■ **DATASET EXCERPTS**
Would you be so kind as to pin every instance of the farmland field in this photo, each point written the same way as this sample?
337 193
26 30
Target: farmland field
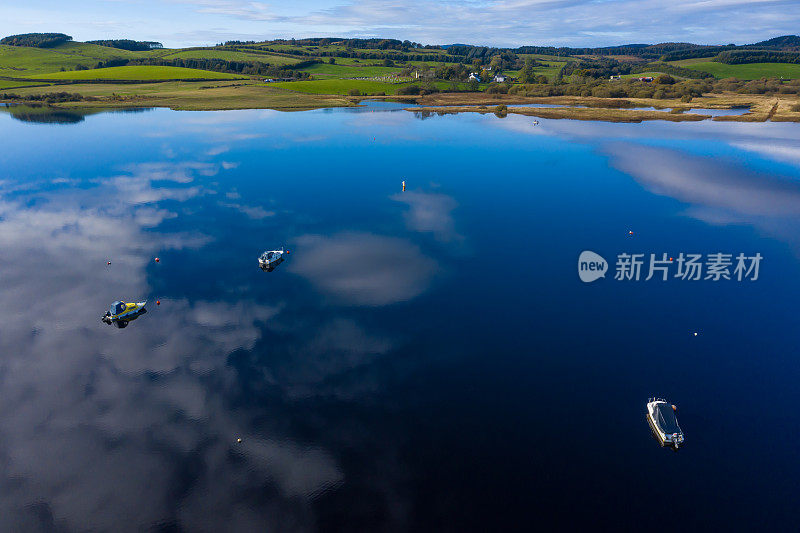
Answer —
141 72
750 71
346 71
230 55
23 60
335 86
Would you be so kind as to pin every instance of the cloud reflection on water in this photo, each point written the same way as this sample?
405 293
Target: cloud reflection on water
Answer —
362 268
98 425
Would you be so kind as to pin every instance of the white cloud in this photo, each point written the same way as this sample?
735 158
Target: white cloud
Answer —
362 268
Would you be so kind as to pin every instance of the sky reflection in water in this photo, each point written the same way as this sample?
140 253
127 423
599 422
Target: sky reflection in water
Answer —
422 360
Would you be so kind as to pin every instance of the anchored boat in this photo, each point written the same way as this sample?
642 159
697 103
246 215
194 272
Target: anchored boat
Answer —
270 259
121 313
661 416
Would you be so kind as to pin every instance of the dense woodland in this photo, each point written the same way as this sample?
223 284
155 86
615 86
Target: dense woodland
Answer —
37 40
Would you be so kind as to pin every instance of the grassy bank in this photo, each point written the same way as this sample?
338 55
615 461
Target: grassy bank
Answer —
197 96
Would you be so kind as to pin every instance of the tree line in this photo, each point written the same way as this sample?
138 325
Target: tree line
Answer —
128 44
247 68
37 40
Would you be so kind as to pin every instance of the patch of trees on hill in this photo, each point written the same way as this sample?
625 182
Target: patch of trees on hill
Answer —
128 44
739 57
37 40
247 68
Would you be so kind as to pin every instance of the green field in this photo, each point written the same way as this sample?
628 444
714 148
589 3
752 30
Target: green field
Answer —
365 87
4 84
141 72
230 55
336 86
750 71
23 60
345 71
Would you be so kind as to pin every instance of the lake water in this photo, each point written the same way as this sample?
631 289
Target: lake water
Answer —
426 360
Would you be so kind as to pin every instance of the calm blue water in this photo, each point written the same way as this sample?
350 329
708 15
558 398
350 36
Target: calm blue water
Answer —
424 360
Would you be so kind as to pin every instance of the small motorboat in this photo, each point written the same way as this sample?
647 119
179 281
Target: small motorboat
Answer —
121 313
270 259
661 416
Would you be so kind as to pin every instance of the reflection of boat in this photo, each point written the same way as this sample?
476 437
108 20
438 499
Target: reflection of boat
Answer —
270 259
121 313
661 416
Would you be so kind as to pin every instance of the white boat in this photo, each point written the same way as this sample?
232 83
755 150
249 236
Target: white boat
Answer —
661 416
120 313
271 258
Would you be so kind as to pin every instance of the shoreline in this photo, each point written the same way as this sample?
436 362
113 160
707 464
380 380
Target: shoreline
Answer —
224 95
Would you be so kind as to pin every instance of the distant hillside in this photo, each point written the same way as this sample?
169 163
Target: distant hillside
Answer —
128 44
37 40
785 42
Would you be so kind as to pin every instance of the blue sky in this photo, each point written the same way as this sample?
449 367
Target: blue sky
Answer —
495 22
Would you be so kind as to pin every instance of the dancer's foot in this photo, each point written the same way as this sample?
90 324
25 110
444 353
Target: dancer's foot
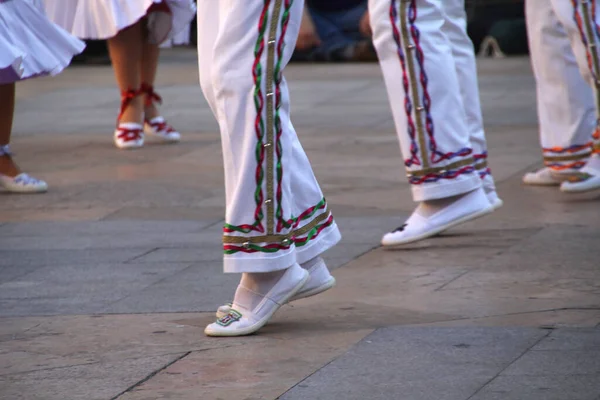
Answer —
586 180
257 298
490 191
547 177
129 135
15 181
319 280
159 128
433 217
154 124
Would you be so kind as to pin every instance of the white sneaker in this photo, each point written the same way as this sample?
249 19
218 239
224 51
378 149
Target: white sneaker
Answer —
470 206
240 322
547 177
158 127
129 135
23 183
319 280
581 182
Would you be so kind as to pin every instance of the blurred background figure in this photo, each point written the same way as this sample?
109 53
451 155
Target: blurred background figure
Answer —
134 29
30 46
566 64
335 30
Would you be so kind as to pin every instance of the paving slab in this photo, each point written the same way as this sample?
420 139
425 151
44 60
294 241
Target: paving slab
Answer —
418 363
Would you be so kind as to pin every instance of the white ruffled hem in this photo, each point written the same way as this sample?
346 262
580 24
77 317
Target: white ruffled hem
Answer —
31 45
103 19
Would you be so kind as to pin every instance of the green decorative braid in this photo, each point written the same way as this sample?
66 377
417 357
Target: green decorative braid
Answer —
278 76
259 128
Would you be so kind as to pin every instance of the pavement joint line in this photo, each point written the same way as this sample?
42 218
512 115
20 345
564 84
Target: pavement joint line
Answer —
151 375
49 368
457 277
500 252
548 331
324 365
516 313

■ **SET TASK**
Pictures in the records must not appear in the copy; transcribe everything else precisely.

■ **RESULT OF THIS EXERCISE**
Would you be so kind as to pin every instance of the farmland field in this photo, each point written the same way as this sample?
337 193
26 30
Target: farmland field
Answer —
141 72
750 71
346 71
230 55
23 60
335 86
Would you be so kind as to pin every instance of the cloud reflection on water in this photo, each point written the same way as this sample?
405 293
Target: cloud reflection on water
Answer —
362 268
98 425
Would you be so kind as to pin every instance of the white cloud in this photo, each point written the same way as this sample?
735 158
Target: white cloud
Answer —
362 268
Would you be so kind as to pin every instance of the sky reflection in water in this photo, each point written the same way as this sample?
140 253
127 423
599 422
Target: sky reflection in water
Answer —
422 360
Would you be so kind as to pin every instance of the anchored boat in this photo, each point written the same way as this sample?
642 159
697 103
246 215
194 272
Target: anchored boat
Answer —
270 259
121 313
661 416
Would you be so kind as to pin every instance of the dense woodland in this photo, each point written the same way as this sample?
223 284
155 86
615 86
Target: dense woodland
Answer —
37 40
Would you be so kind as to pin every instance of the grassy bank in this photo, each point written the same way as this sample?
338 55
615 461
Target: grassy bank
Answer —
197 96
Would you be so kind as to pin every instance of the tree line in this photo, each point written the same way as this sample?
138 325
Target: tree line
Answer —
128 44
247 68
37 40
Would you be so kind as to pin every instance of the patch of trees on hill in this photo, each point written the same way as this sample?
625 182
Target: patch of trees on hill
Answer —
128 44
739 57
37 40
247 68
Would you be so kind as to pin every instance of the green field in this photo, each point written the same way as this sample?
628 444
714 148
589 3
752 30
Target: green field
Answer —
365 87
4 84
141 72
230 55
336 86
750 71
23 60
345 71
Would you be so kind as to pin every instance of the lake water in this photo, each point written the same way as this sample?
631 289
Target: lake water
Answer —
426 360
Would you be so kind as to pin every instance of the calm blue water in this photo, each point written the same way as this sample?
350 329
708 15
558 398
350 36
Target: calm blue water
Answer —
424 360
Would you be so kind as to pin every instance of the small motorboat in this photo, each point written the same way as this sample?
647 119
179 281
Target: small motorboat
Answer —
121 313
270 259
661 416
Would you be so kind as to pin every instance of the reflection of boat in this photo, each point written the same way as this sample?
476 437
108 20
438 499
Target: reflection of boat
Answer —
270 259
121 313
661 416
Would you be so kind as to pin every instance of the white boat in this photo, each point written the same way as this sample?
232 83
755 150
249 236
Target: white boat
Answer —
661 416
120 313
271 258
Would you be so kind as to pin every instance of the shoreline in this photo, each point written the same way as this sample?
436 362
113 160
707 464
380 380
Target: shoreline
Answer —
224 95
Would you be so kind as to pin every instance of the distant hillside in this photo, each point written the same way as this sample?
169 163
Target: distant hillside
Answer —
128 44
37 40
785 42
Would you be so kind as to pin every instance of the blue sky in this photo, each point written the same way as this sample?
449 367
Target: blue sky
Answer —
495 22
Would you be so kind as to pin every instance of the dancer's foot in this photo, each point written the same way as this sample?
90 324
25 110
444 353
Target: dancer's foot
Answer —
586 180
257 298
490 191
547 177
129 135
15 181
319 280
159 128
433 217
154 124
Would you be so kind as to pin every instance of the white sneaker in this photo, each point written the same way as this sample?
249 19
218 239
224 51
378 149
Target: white sneaker
Answer —
470 206
240 322
547 177
158 127
129 135
23 183
319 280
581 182
Would you be so kind as to pin every instance of the blurred background figure in this photo, each point written the same way as this sample?
109 53
451 155
Target: blurred background figure
Answer —
134 29
30 46
566 64
335 30
Would you be so kind as to pin every instance of the paving slab in this photo, each point written the same way as this sample?
420 139
425 151
44 60
294 241
Target: paving slab
Answer —
418 363
Would you be so kind as to pin every instance of the white ruffled hem in this photo, each point written the same way as this sample?
346 262
580 24
77 317
Target: white ruffled hem
Answer —
31 45
103 19
Would you be so kind as to pin every instance of the green decorative braid in this photo, each point written the same way as this sample?
66 377
417 357
Target: green decorative braid
Answer —
278 76
259 128
Would you be so kind as to pin every instance of the pavement joint line in this photo, each point written the same way as this sample?
42 218
512 115
20 345
564 84
Target: pavement joint line
Answer —
151 375
49 368
457 277
500 252
548 331
324 365
516 313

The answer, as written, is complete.